*TASK OBJECTIVE*
List each line below that contains the word "bowl".

*SUPPLIED DATA*
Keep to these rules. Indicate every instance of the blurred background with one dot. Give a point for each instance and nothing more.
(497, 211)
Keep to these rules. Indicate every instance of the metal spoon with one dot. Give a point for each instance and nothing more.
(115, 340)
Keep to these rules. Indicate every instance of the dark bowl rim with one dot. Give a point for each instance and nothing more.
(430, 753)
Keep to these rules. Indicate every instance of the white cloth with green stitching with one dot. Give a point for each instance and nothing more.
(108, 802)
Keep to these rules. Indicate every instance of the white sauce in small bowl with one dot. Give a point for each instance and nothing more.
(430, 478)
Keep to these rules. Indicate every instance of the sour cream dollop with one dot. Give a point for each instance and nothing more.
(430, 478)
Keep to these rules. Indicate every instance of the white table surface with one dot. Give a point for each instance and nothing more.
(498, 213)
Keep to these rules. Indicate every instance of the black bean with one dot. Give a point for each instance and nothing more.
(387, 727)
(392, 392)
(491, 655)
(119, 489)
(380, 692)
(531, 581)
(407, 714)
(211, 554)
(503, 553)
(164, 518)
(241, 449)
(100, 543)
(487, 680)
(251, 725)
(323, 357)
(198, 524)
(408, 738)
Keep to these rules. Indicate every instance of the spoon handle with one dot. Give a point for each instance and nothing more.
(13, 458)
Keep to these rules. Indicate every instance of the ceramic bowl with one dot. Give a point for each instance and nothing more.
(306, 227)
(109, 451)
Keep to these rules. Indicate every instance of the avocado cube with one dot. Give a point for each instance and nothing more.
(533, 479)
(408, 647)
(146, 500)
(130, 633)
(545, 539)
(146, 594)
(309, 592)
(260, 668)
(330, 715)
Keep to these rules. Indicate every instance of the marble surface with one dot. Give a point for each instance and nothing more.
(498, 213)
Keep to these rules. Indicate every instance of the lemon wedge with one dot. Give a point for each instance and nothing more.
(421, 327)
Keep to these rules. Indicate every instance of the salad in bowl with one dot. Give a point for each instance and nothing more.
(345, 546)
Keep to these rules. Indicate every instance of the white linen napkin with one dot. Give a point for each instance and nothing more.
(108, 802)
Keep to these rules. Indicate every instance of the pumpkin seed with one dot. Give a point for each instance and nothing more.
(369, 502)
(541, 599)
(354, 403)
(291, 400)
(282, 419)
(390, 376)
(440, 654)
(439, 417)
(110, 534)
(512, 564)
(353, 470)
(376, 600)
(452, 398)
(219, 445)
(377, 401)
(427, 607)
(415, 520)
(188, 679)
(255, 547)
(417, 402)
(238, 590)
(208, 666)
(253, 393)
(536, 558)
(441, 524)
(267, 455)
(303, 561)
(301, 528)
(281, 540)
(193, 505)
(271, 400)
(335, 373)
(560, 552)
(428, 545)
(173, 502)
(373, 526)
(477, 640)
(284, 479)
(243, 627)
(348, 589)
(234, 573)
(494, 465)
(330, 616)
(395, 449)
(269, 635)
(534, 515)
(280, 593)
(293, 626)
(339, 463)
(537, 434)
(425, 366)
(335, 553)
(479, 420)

*ANSWER*
Keep to these rules. Indicate every instance of the dark bowl rim with one dot. Give a point for each instance and nothing more.
Keep to these rules. Indicate every instance of the white sauce in small bowl with one dot. Give a point for each instance and nothing more.
Keep to these rules. Indicate every instance of the ceramic bowl with one dot. Give a point for each instance and nothing more.
Keep to these rules. Indicate every instance of the salad in bowl with one dot. Give a point for each instance and nothing more.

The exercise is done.